Position annotation entries
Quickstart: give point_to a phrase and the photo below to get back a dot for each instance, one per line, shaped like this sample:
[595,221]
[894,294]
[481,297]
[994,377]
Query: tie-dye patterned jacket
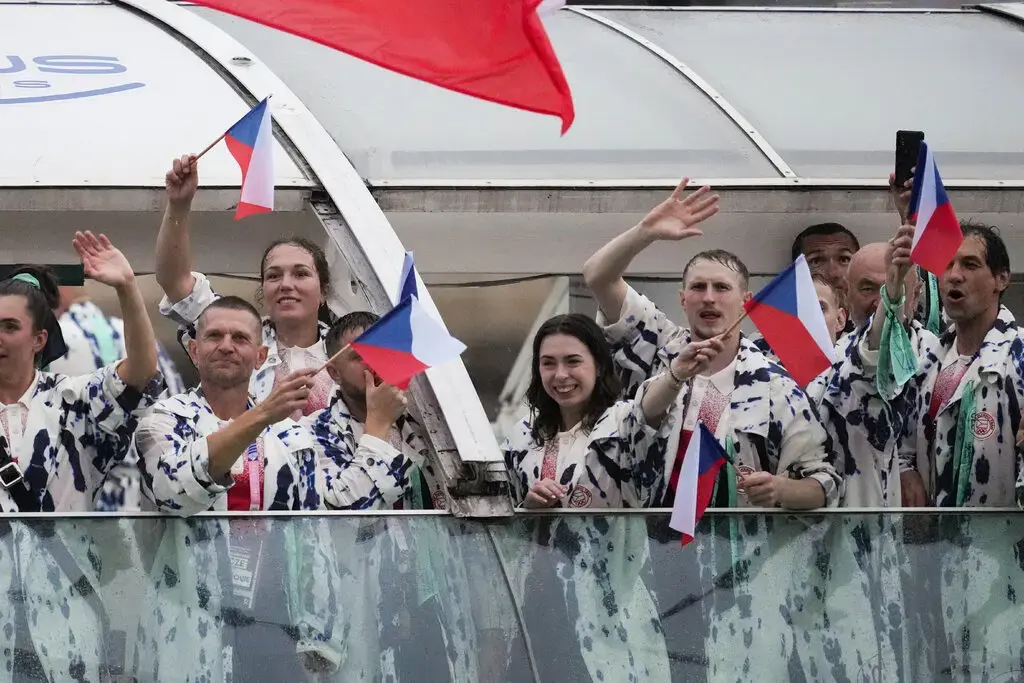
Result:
[340,438]
[190,557]
[773,425]
[77,430]
[862,428]
[620,464]
[171,441]
[994,467]
[184,313]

> GOAL: Count the lines in the entries above that contain the string "like", with uppercase and lowercase letters treated as different. Reply with the number only.

> ANSWER TO THIS EXERCISE: 1